— Text —
# Primetel or Cyta



## leesa13 (Jul 7, 2009)

Hi all, I've just been looking on the websites for Primetel and Cyta trying to decide who I should go with for my landline and internet when I come over.
I was just wondering what everyones elses opinions were on either and whether one was better than the other??
Cyta's connection charge is almost double Primetels and Primetel are doing a 6 months at half price offer at the moment but I just don't know which to choose.
Please help! :confused2:
Thanks Lisa


----------



## Pam n Dave (Jun 11, 2007)

Soeasy and Holitec work for us.


----------



## leesa13 (Jul 7, 2009)

Pam n Dave said:


> Soeasy and Holitec work for us.


I haven't heard of those Pam n Dave so thanks I'll take a look at them aswell.
Lisa


----------



## Geraldine (Jan 3, 2009)

leesa13 said:


> Hi all, I've just been looking on the websites for Primetel and Cyta trying to decide who I should go with for my landline and internet when I come over.
> I was just wondering what everyones elses opinions were on either and whether one was better than the other??
> Cyta's connection charge is almost double Primetels and Primetel are doing a 6 months at half price offer at the moment but I just don't know which to choose.
> Please help! :confused2:
> Thanks Lisa


Do MTN do it?


----------



## Pam n Dave (Jun 11, 2007)

leesa13 said:


> I haven't heard of those Pam n Dave so thanks I'll take a look at them aswell.
> Lisa


In that case I need to explain in a little more detail. Soeasy is the pay as you go mobile service from Cyta and you can buy sims from Kiosks and supermarkets. Just get a cheap unlocked mobile from the UK to put the sim in.

Holitec provide wireless internet that can be switched on and off as you need. The start up costs are pretty high but you don't need a landline.

As most of our calls are to the UK we use Skype and use the mobile for calls within the island.


----------



## spc1980ro (Apr 23, 2011)

leesa13 said:


> Hi all, I've just been looking on the websites for Primetel and Cyta trying to decide who I should go with for my landline and internet when I come over.
> I was just wondering what everyones elses opinions were on either and whether one was better than the other??
> Cyta's connection charge is almost double Primetels and Primetel are doing a 6 months at half price offer at the moment but I just don't know which to choose.
> Please help! :confused2:
> Thanks Lisa


Go for primetel, the better choice between the two of them. i used both, and cyta, on top of the fact that it is unreliable, is expensive and expensive to get installed (they asked me for a large amount as a deposit, around 5-600 euros, just because i am an alien )


----------



## PeteandSylv (Sep 24, 2008)

leesa13 said:


> Hi all, I've just been looking on the websites for Primetel and Cyta trying to decide who I should go with for my landline and internet when I come over.
> I was just wondering what everyones elses opinions were on either and whether one was better than the other??

— Parts of the exercise —
1 - Rename "deposit" to "down payment" and write out everything in the Primetel or Cyta thread from "Go for primetel, the" down to "(Sep 24, 2008)".
2 - List the usernames of everyone who posts in the Primetel or Cyta thread.
3 - According to the Primetel or Cyta thread, where can Soeasy sims be bought?
The data has no connection to the Primetel or Cyta thread.

— Given material —
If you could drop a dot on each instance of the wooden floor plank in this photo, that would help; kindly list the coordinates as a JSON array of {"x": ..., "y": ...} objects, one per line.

— Expected outputs —
1 -
Go for primetel, the better choice between the two of them. i used both, and cyta, on top of the fact that it is unreliable, is expensive and expensive to get installed (they asked me for a large amount as a down payment, around 5-600 euros, just because i am an alien )


----------



## PeteandSylv (Sep 24, 2008)

2 - leesa13, Pam n Dave, Geraldine, spc1980ro, PeteandSylv

3 - From kiosks and supermarkets.